Dataset rows on where objects appear:

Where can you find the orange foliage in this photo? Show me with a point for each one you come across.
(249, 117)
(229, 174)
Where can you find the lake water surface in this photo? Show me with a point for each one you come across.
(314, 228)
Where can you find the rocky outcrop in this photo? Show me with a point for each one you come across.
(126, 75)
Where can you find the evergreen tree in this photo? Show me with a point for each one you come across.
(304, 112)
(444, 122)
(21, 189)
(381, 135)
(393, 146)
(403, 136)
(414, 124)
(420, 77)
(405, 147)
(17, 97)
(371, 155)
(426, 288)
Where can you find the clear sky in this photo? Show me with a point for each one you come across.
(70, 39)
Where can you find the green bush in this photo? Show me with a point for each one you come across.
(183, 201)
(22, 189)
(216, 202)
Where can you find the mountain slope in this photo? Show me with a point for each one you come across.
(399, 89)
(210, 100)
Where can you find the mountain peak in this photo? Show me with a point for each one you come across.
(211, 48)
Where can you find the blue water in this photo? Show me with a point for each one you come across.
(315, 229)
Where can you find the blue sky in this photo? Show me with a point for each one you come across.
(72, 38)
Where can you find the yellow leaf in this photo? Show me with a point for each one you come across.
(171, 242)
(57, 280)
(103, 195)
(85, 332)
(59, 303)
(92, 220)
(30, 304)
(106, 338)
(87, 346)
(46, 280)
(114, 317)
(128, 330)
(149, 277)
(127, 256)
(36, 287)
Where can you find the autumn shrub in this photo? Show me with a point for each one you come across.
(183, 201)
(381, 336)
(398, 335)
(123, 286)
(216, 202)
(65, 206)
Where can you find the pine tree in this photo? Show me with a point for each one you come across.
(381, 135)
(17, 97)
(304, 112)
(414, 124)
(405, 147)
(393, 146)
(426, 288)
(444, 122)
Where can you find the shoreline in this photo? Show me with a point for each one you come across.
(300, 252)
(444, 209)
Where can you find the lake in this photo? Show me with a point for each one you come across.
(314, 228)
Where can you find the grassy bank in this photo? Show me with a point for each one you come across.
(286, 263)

PROMPT:
Quote every one of the records above word for word, keeping their order.

ANSWER FOR THIS EXERCISE:
Where can you find the orange foliage in this photo? Show me with a point for each one you come across.
(249, 117)
(229, 174)
Where can you find the lake water surface in this photo? Show me with a point for each one you come across.
(314, 228)
Where can you find the rocky outcrop in this photo? Show me with a point for each one you come across.
(126, 75)
Where can you find the evergreen tree in this photo? Show me with a point for each one you come across.
(304, 112)
(444, 122)
(21, 189)
(381, 135)
(393, 146)
(403, 136)
(414, 124)
(420, 77)
(405, 147)
(17, 97)
(371, 155)
(426, 288)
Where can you find the clear sky in this photo? Show me with a point for each one you come across.
(70, 39)
Where can you find the green bush in this photo? Show me with a point for each one you come across.
(183, 201)
(22, 189)
(216, 202)
Where can you find the mountain slope in this photo? Show me with a point for each one you come across.
(399, 89)
(210, 100)
Where can you find the mountain peak in this photo? Show me with a point for each one you come across.
(211, 48)
Where can you find the blue water in this photo? Show me with a point for each one you come across.
(315, 229)
Where can you find the blue sky in this photo? Show me with a point for each one you come across.
(72, 38)
Where can you find the yellow leaf in this photo? Show me with a point for each one you come across.
(171, 242)
(57, 280)
(103, 195)
(85, 332)
(59, 303)
(92, 220)
(30, 304)
(106, 338)
(87, 346)
(46, 280)
(114, 317)
(128, 330)
(149, 277)
(127, 256)
(36, 287)
Where can you find the autumn shrub in this photo? Show me with a point for each one you come across.
(183, 201)
(381, 336)
(398, 335)
(123, 286)
(216, 202)
(65, 206)
Where can you find the pine tree in this photo? Show me with a point for each one you come across.
(381, 135)
(17, 97)
(304, 112)
(414, 124)
(405, 147)
(393, 146)
(426, 288)
(444, 122)
Where can you find the shoreline in this photo? Show me with a point for each one you come across.
(300, 252)
(444, 209)
Where can you find the lake in this photo? Show me with a point for each one you come across.
(314, 228)
Where can you find the grassy bank in this photo? Show me with a point for each one you come across.
(286, 263)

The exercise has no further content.